# YOUR INSTRUCTIONS
Every line of the material that follows must be printed again exactly.

[Stored dataset items]
○ ○ ○ ○

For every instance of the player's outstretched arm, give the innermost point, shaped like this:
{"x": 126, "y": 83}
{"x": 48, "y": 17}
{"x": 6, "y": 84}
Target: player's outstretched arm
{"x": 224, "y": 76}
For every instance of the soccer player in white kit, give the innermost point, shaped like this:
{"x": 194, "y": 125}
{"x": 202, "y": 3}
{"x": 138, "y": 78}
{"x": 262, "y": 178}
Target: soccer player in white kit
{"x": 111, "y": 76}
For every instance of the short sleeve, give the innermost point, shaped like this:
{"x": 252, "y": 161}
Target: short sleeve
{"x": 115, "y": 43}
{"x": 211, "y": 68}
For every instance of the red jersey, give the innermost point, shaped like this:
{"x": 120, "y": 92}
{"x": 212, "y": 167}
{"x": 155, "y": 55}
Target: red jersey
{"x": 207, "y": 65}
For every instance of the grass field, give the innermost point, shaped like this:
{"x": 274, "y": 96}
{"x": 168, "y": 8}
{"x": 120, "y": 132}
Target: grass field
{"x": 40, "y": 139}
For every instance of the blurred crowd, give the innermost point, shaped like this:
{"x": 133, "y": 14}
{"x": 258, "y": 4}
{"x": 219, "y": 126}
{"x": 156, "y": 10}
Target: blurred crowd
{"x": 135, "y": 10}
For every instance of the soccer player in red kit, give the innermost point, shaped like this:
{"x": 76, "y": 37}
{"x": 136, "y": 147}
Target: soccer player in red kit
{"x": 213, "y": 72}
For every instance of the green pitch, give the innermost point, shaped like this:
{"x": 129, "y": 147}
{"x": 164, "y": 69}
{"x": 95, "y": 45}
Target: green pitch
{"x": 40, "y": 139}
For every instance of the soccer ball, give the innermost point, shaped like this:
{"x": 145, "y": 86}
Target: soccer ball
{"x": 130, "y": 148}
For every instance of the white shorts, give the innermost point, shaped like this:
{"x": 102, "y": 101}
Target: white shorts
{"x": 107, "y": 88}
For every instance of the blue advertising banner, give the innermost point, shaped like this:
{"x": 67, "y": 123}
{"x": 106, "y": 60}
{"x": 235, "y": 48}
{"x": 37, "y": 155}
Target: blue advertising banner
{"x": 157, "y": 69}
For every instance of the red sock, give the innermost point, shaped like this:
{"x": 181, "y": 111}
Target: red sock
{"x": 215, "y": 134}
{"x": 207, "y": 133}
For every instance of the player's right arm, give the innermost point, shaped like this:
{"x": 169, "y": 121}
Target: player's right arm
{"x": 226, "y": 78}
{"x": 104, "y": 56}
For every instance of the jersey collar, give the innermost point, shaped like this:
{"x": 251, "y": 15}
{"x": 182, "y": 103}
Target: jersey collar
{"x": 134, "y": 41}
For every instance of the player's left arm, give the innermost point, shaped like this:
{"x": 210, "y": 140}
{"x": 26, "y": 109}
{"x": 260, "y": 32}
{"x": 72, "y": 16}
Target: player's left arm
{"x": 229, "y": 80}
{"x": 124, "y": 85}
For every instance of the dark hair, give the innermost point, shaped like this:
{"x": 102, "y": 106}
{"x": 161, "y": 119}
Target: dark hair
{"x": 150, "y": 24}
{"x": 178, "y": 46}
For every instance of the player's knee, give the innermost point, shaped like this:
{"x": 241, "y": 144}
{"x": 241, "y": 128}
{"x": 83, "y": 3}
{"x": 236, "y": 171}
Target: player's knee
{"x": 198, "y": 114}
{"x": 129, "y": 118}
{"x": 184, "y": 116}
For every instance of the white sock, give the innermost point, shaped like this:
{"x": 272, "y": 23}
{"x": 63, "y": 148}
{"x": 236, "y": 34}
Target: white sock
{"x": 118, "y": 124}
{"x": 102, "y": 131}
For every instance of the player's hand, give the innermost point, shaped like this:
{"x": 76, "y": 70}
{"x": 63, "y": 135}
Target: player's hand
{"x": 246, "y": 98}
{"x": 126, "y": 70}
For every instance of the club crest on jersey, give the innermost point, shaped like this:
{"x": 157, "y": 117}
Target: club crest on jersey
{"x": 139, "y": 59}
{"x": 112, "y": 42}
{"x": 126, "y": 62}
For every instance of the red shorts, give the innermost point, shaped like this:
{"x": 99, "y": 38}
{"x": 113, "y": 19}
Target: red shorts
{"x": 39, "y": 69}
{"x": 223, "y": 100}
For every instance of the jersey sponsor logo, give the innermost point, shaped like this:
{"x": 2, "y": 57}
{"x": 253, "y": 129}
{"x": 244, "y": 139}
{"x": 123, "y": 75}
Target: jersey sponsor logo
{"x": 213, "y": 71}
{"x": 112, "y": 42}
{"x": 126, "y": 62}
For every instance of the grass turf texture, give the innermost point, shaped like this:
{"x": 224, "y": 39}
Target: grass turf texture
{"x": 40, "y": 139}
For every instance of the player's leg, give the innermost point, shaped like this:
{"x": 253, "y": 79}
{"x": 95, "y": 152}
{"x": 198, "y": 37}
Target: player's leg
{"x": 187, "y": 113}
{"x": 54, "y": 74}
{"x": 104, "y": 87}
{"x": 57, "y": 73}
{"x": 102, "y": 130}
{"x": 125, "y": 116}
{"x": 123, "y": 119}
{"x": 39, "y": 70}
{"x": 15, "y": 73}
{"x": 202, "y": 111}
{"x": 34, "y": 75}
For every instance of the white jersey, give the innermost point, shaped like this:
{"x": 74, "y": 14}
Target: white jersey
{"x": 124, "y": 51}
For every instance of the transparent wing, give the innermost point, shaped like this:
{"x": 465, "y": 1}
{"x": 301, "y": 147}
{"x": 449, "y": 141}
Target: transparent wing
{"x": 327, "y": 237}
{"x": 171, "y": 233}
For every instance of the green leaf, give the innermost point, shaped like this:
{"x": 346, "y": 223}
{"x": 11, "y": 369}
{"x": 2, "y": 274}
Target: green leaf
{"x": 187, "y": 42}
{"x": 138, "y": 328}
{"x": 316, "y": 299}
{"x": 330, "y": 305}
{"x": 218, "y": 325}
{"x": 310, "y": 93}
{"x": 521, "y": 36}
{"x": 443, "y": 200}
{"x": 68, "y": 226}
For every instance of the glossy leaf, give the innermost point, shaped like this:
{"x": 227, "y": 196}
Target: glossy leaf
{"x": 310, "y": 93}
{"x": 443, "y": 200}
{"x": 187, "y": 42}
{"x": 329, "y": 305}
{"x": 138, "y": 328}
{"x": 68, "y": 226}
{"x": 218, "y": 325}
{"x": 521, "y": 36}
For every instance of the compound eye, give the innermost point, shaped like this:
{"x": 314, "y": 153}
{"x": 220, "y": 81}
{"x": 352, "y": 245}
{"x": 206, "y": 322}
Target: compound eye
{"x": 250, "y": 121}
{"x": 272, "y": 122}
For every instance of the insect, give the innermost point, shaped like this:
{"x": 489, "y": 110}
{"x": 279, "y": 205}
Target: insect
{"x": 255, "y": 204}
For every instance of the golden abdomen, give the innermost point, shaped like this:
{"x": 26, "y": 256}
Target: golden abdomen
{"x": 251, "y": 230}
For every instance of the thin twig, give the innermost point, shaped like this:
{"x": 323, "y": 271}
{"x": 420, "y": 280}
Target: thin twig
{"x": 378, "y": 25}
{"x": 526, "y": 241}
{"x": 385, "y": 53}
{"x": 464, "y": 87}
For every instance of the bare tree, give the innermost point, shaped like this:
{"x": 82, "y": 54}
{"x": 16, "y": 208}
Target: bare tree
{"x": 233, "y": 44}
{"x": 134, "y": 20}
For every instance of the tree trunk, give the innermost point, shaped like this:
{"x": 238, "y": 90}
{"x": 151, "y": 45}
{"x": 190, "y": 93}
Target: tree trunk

○ ○ ○ ○

# SOLUTION TO THE PROBLEM
For every instance of the player's outstretched arm, give the innermost point, shaped like this:
{"x": 126, "y": 83}
{"x": 48, "y": 17}
{"x": 6, "y": 84}
Target: player's outstretched arm
{"x": 224, "y": 76}
For every instance of the soccer player in white kit, give the innermost point, shaped like this:
{"x": 194, "y": 125}
{"x": 202, "y": 3}
{"x": 138, "y": 78}
{"x": 262, "y": 178}
Target: soccer player in white kit
{"x": 111, "y": 76}
For every instance of the short sleeve, give the innermost point, shaped like this:
{"x": 252, "y": 161}
Target: short sleeve
{"x": 115, "y": 43}
{"x": 211, "y": 68}
For every instance of the red jersey, give the innermost point, shaped like this:
{"x": 120, "y": 92}
{"x": 212, "y": 167}
{"x": 155, "y": 55}
Target: red jersey
{"x": 207, "y": 65}
For every instance of the grass field, give the innermost point, shaped like this:
{"x": 274, "y": 96}
{"x": 168, "y": 8}
{"x": 120, "y": 132}
Target: grass field
{"x": 40, "y": 139}
For every instance of the blurred crowd, give the innermost point, shaped like this:
{"x": 133, "y": 14}
{"x": 258, "y": 4}
{"x": 219, "y": 126}
{"x": 156, "y": 10}
Target: blurred crowd
{"x": 135, "y": 10}
For every instance of the soccer player in red kit, give the innermost point, shaped like this:
{"x": 76, "y": 37}
{"x": 136, "y": 147}
Target: soccer player in red kit
{"x": 213, "y": 72}
For every instance of the green pitch, give the innermost point, shaped like this:
{"x": 129, "y": 147}
{"x": 164, "y": 69}
{"x": 95, "y": 45}
Target: green pitch
{"x": 40, "y": 139}
For every instance of the soccer ball, give the innermost point, shaped like this:
{"x": 145, "y": 86}
Target: soccer ball
{"x": 130, "y": 148}
For every instance of the white shorts, give the innermost point, shaped like this:
{"x": 102, "y": 101}
Target: white shorts
{"x": 107, "y": 88}
For every instance of the blue advertising banner, give the innermost point, shaped like this:
{"x": 67, "y": 123}
{"x": 106, "y": 60}
{"x": 235, "y": 48}
{"x": 37, "y": 155}
Target: blue advertising banner
{"x": 157, "y": 69}
For every instance of the red sock, give the innermost point, shaped like this:
{"x": 181, "y": 111}
Target: red sock
{"x": 215, "y": 134}
{"x": 207, "y": 133}
For every instance of the player's right arm, give the innermost point, shaped like this:
{"x": 169, "y": 121}
Target: player's right arm
{"x": 226, "y": 78}
{"x": 104, "y": 56}
For every instance of the jersey collar, give the innermost point, shaped like this:
{"x": 251, "y": 15}
{"x": 182, "y": 103}
Target: jersey collar
{"x": 134, "y": 41}
For every instance of the player's left arm, give the innermost point, shaped like this:
{"x": 210, "y": 140}
{"x": 26, "y": 109}
{"x": 260, "y": 32}
{"x": 72, "y": 16}
Target: player's left arm
{"x": 229, "y": 80}
{"x": 124, "y": 85}
For every instance of the dark hair, give the innermost point, shaped like this:
{"x": 102, "y": 106}
{"x": 161, "y": 119}
Target: dark hair
{"x": 150, "y": 24}
{"x": 178, "y": 46}
For every instance of the player's knee, give the innermost point, shaped like this:
{"x": 241, "y": 144}
{"x": 241, "y": 128}
{"x": 83, "y": 3}
{"x": 236, "y": 171}
Target: player's knee
{"x": 198, "y": 114}
{"x": 129, "y": 118}
{"x": 184, "y": 116}
For every instance of the white sock, give the innermost point, shaped like this:
{"x": 272, "y": 23}
{"x": 63, "y": 148}
{"x": 236, "y": 34}
Target: white sock
{"x": 118, "y": 124}
{"x": 102, "y": 131}
For every instance of the player's hand, give the innermost point, shaped like this:
{"x": 76, "y": 70}
{"x": 63, "y": 135}
Target: player's hand
{"x": 246, "y": 98}
{"x": 126, "y": 70}
For every instance of the club crest on jersey, give the innermost point, shaped like this:
{"x": 157, "y": 117}
Target: club crest on jersey
{"x": 139, "y": 59}
{"x": 112, "y": 42}
{"x": 126, "y": 62}
For every instance of the red shorts, give the innermost point, shaped like this:
{"x": 99, "y": 38}
{"x": 113, "y": 19}
Target: red shorts
{"x": 39, "y": 69}
{"x": 223, "y": 100}
For every instance of the jersey sponsor logo, give the innermost point, shaped like this:
{"x": 2, "y": 57}
{"x": 253, "y": 129}
{"x": 244, "y": 139}
{"x": 123, "y": 75}
Target: jersey sponsor logo
{"x": 213, "y": 71}
{"x": 112, "y": 42}
{"x": 126, "y": 62}
For every instance of the grass turf texture, give the innermost point, shaped like this:
{"x": 224, "y": 39}
Target: grass turf texture
{"x": 40, "y": 139}
For every instance of the player's leg, give the innermost point, shaped like this:
{"x": 253, "y": 79}
{"x": 95, "y": 152}
{"x": 198, "y": 37}
Target: player's leg
{"x": 187, "y": 113}
{"x": 54, "y": 74}
{"x": 104, "y": 87}
{"x": 57, "y": 73}
{"x": 102, "y": 130}
{"x": 125, "y": 116}
{"x": 123, "y": 119}
{"x": 39, "y": 70}
{"x": 15, "y": 73}
{"x": 202, "y": 111}
{"x": 34, "y": 75}
For every instance of the white jersey, give the innermost point, shaped like this:
{"x": 74, "y": 14}
Target: white jersey
{"x": 124, "y": 51}
For every instance of the transparent wing, give the innermost point, shaped like this:
{"x": 465, "y": 1}
{"x": 301, "y": 147}
{"x": 449, "y": 141}
Target: transparent wing
{"x": 327, "y": 237}
{"x": 171, "y": 233}
For every instance of the green leaf, give the innermost point, shaped like this:
{"x": 346, "y": 223}
{"x": 11, "y": 369}
{"x": 2, "y": 274}
Target: green leaf
{"x": 187, "y": 42}
{"x": 138, "y": 328}
{"x": 316, "y": 299}
{"x": 330, "y": 305}
{"x": 218, "y": 325}
{"x": 310, "y": 93}
{"x": 521, "y": 36}
{"x": 443, "y": 200}
{"x": 68, "y": 226}
For every instance of the glossy leaf, give the innermost point, shaped like this:
{"x": 227, "y": 196}
Target: glossy leaf
{"x": 310, "y": 93}
{"x": 443, "y": 200}
{"x": 187, "y": 42}
{"x": 329, "y": 305}
{"x": 138, "y": 328}
{"x": 68, "y": 226}
{"x": 218, "y": 325}
{"x": 521, "y": 36}
For every instance of the compound eye, give the innermost point, shaped like this:
{"x": 314, "y": 153}
{"x": 220, "y": 81}
{"x": 352, "y": 245}
{"x": 206, "y": 322}
Target: compound eye
{"x": 250, "y": 121}
{"x": 272, "y": 122}
For every instance of the insect, give the innermost point, shaped like this:
{"x": 489, "y": 110}
{"x": 279, "y": 205}
Target: insect
{"x": 255, "y": 204}
For every instance of the golden abdomen, give the innermost point, shaped like this:
{"x": 26, "y": 256}
Target: golden abdomen
{"x": 251, "y": 230}
For every instance of the thin twig, give the innermost point, shaped like this:
{"x": 323, "y": 271}
{"x": 420, "y": 280}
Target: thin twig
{"x": 378, "y": 25}
{"x": 526, "y": 241}
{"x": 385, "y": 53}
{"x": 464, "y": 87}
For every instance of the bare tree, give the innermost point, shaped like this:
{"x": 82, "y": 54}
{"x": 16, "y": 208}
Target: bare tree
{"x": 233, "y": 44}
{"x": 134, "y": 20}
For every instance of the tree trunk, give the innermost point, shaped like this:
{"x": 238, "y": 90}
{"x": 151, "y": 45}
{"x": 190, "y": 93}
Target: tree trunk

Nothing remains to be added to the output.